▸ **HOW TO COMPLETE THIS TASK**
Restate word for word each line of the data, starting at the one containing "outline --target=afro hair" and running through the last.

▸ **THE DATA**
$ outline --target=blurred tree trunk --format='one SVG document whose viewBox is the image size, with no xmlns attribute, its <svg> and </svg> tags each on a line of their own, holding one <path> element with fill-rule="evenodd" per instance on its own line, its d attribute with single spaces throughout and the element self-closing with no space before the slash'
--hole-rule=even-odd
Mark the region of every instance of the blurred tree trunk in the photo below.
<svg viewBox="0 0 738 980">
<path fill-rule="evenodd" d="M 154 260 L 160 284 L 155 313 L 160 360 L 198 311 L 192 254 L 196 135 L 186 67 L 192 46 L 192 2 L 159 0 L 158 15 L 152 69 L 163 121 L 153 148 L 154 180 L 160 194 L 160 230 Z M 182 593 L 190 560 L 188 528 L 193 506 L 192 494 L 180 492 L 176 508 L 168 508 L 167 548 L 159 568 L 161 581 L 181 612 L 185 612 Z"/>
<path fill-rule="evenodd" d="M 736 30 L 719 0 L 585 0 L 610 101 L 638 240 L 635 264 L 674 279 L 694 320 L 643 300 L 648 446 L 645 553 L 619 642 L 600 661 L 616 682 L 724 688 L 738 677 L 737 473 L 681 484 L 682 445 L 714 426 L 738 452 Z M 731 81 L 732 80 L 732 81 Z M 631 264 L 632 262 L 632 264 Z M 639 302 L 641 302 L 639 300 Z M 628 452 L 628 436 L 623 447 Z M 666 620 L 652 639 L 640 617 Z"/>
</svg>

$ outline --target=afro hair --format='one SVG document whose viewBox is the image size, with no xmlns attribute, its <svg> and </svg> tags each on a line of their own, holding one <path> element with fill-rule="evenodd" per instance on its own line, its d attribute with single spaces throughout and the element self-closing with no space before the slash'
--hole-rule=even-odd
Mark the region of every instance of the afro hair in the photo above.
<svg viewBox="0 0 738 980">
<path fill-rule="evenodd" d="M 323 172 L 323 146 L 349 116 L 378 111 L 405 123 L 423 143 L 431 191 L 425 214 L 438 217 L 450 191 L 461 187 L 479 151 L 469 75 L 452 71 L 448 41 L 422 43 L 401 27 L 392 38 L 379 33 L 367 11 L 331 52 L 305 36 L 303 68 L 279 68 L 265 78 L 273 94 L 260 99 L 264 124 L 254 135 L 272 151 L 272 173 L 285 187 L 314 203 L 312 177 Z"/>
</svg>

▸ **ANSWER TO THIS PROBLEM**
$ outline --target=afro hair --format='one SVG document whose viewBox is the image size, with no xmlns attribute, its <svg> and </svg> tags each on a line of their own, holding one <path> element with fill-rule="evenodd" per instance on its own line, its d attribute with single spaces throughout and the element self-closing with no space before the slash'
--hole-rule=even-odd
Mark the region of every instance of the afro hair in the photo above.
<svg viewBox="0 0 738 980">
<path fill-rule="evenodd" d="M 323 172 L 323 146 L 349 116 L 378 111 L 405 123 L 423 143 L 431 191 L 425 214 L 438 217 L 450 191 L 461 187 L 479 151 L 469 75 L 452 71 L 448 41 L 422 43 L 401 27 L 392 38 L 379 33 L 367 11 L 331 52 L 305 36 L 303 68 L 279 68 L 265 78 L 273 94 L 260 99 L 264 124 L 254 135 L 272 151 L 272 173 L 285 187 L 314 203 L 312 177 Z"/>
</svg>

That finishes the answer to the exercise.